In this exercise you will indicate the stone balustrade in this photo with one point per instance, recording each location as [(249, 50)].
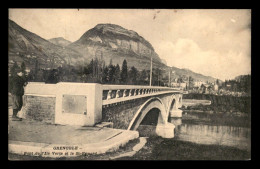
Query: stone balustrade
[(117, 93)]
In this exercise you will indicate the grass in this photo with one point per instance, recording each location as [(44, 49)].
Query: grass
[(127, 148)]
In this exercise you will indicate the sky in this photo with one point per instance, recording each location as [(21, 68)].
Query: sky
[(212, 42)]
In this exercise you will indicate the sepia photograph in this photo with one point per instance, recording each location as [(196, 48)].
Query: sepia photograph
[(129, 84)]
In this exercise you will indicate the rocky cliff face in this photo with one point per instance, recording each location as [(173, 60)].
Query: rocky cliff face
[(114, 42)]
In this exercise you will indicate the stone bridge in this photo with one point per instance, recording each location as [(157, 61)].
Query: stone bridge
[(88, 104)]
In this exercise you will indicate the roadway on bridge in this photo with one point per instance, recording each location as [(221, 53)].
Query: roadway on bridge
[(39, 136)]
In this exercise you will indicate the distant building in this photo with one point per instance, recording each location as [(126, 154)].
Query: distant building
[(205, 88), (198, 83)]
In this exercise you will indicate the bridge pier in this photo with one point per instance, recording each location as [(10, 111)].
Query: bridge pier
[(165, 130)]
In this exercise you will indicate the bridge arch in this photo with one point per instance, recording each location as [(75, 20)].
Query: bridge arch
[(152, 103)]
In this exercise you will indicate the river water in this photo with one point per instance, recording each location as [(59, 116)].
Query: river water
[(205, 132)]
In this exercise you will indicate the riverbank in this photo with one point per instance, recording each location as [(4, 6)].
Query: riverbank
[(225, 104), (158, 148)]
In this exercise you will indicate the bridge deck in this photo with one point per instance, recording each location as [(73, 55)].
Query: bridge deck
[(121, 99)]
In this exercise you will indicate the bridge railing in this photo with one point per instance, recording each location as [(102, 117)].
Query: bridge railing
[(118, 93)]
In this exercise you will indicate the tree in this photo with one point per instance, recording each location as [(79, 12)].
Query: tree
[(105, 74), (111, 73), (143, 78), (90, 67), (191, 82), (124, 74), (14, 68)]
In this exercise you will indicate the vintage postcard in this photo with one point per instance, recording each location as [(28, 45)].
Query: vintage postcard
[(129, 84)]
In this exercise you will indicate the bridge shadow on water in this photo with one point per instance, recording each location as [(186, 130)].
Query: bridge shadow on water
[(148, 125)]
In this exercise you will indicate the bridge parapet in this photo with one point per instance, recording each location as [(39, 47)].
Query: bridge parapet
[(119, 93)]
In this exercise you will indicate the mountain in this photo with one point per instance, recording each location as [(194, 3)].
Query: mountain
[(114, 42), (110, 41), (60, 41), (26, 46)]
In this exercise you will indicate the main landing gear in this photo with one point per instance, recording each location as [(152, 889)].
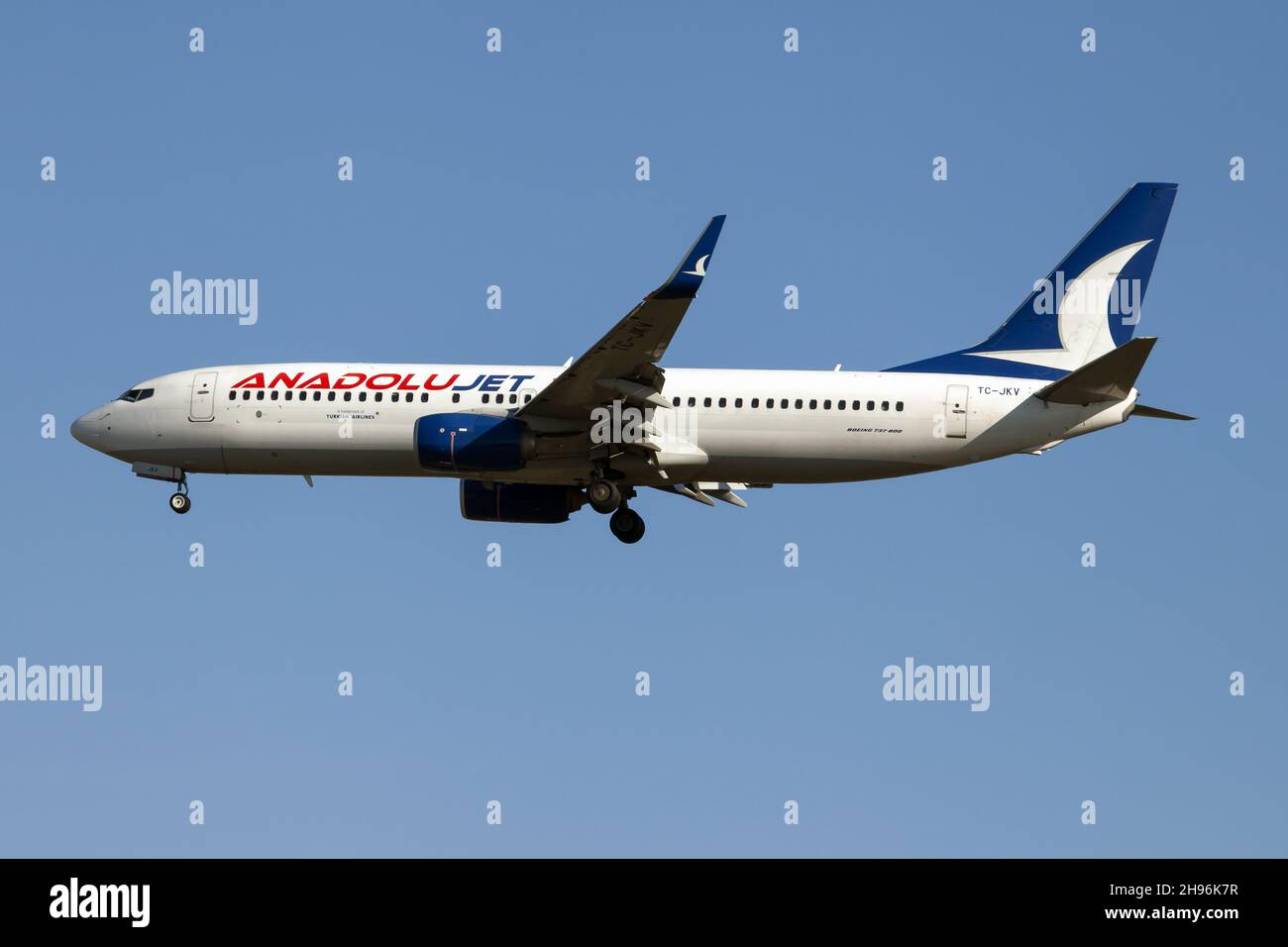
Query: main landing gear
[(605, 496), (179, 502)]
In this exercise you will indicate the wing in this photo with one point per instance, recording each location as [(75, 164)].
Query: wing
[(622, 364)]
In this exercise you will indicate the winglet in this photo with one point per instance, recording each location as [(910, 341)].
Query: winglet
[(1109, 377), (683, 283)]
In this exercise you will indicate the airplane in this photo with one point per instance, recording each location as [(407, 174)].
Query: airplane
[(535, 444)]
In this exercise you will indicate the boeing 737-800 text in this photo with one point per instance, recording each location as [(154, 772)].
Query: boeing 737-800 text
[(533, 444)]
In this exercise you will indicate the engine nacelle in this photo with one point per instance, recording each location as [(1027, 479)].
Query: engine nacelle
[(473, 442), (518, 502)]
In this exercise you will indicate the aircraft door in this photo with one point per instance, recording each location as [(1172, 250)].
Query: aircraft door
[(954, 410), (202, 397)]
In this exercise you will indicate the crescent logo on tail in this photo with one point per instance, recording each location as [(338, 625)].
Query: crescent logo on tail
[(699, 268)]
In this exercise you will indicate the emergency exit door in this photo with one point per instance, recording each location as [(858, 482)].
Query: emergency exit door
[(954, 410), (204, 397)]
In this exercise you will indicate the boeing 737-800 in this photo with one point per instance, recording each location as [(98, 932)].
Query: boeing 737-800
[(533, 444)]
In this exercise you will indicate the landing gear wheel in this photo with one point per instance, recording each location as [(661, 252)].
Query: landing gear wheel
[(626, 525), (604, 496)]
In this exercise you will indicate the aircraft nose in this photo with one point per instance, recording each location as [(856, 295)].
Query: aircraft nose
[(88, 429)]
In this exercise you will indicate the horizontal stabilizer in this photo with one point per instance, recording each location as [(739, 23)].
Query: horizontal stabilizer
[(1109, 377), (1146, 411)]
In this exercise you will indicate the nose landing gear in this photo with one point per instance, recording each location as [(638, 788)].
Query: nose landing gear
[(626, 525), (179, 501), (603, 496)]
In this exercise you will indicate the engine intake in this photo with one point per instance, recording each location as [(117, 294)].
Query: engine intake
[(518, 502), (473, 442)]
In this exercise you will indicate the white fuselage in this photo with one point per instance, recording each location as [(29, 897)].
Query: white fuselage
[(210, 420)]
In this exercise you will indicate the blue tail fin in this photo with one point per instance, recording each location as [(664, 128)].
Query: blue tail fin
[(1086, 307)]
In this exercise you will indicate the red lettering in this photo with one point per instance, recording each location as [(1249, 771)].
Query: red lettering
[(287, 379), (430, 385)]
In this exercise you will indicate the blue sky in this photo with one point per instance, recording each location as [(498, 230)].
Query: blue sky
[(516, 684)]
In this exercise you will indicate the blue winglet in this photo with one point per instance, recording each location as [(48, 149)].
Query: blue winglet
[(687, 277)]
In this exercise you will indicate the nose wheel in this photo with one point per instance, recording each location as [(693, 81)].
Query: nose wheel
[(603, 496), (179, 501), (626, 525)]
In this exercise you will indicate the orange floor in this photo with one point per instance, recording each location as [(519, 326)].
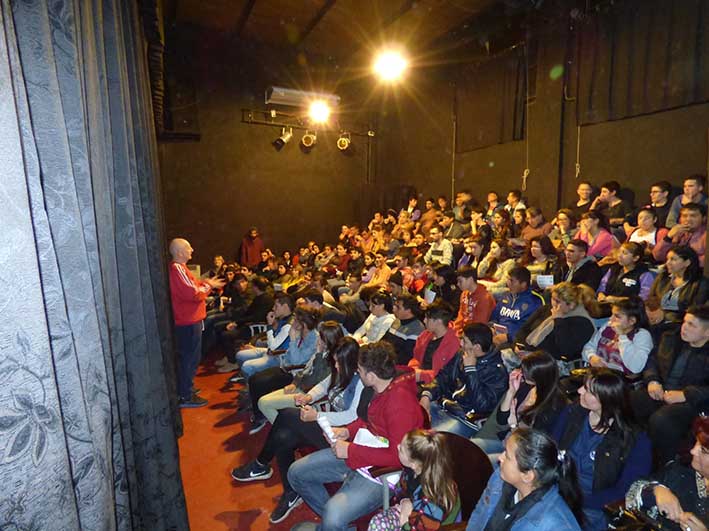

□ □ □ □ □

**THE EXERCISE:**
Could you reproduce the part of the listing that opens with the line containing "In this exercise you will indicate the bridge railing" and closes with the line containing "[(473, 442), (518, 502)]", switching "indicate" to "mark" and leaving everything else as it is? Leave the pictures out of your answer.

**SOLUTION BELOW:**
In this exercise you will mark the bridge railing in this photo with one point per instance, recording each location as [(102, 117)].
Query: bridge railing
[(118, 93)]
In this exercise you will mark the tree in this photo with one point per instance, recording each location as [(79, 12)].
Query: tree
[(105, 74), (111, 73), (143, 78), (90, 67), (191, 82), (124, 74), (14, 68)]
In this exercise you will mark the vintage postcard in this photo with one point per instance, recording each location as [(28, 45)].
Query: vintage postcard
[(129, 84)]
In this exercise you will mark the bridge shadow on water in this photo with one point per instance, recording each location as [(186, 130)].
Query: bridge shadow on water
[(148, 125)]
In this exercise you will mark the bridge parapet in this photo with one point per instance, recording each location as [(39, 47)].
Query: bridge parapet
[(119, 93)]
In this exercise you will mark the mountain in this photo with one point per instance, recording each location as [(194, 3)].
Query: mountain
[(114, 42), (110, 41), (60, 41), (26, 46)]
In this exercise you will mark the main landing gear in this photo with one point per instance, recording each location as [(152, 889)].
Query: main landing gear
[(605, 496), (179, 502)]
In this exercise you will mark the wing in this photo with one point per instance, recording each location as [(75, 164)].
Query: wing
[(622, 364)]
In this exercise you will mark the winglet in this photo with one point per instance, recording each location as [(910, 341)].
Query: winglet
[(1109, 377), (683, 283)]
In this exercise you will mark the airplane in this photo with one point per instance, recording each location as [(407, 174)].
Query: airplane
[(535, 444)]
In this exercise you will mark the boeing 737-800 text in this photo with one point per instance, recording each location as [(154, 772)].
Query: boeing 737-800 text
[(533, 444)]
In this exercise you will mark the engine nacelle in this photo with one point per instance, recording each location as [(1027, 479)].
Query: engine nacelle
[(473, 442), (518, 502)]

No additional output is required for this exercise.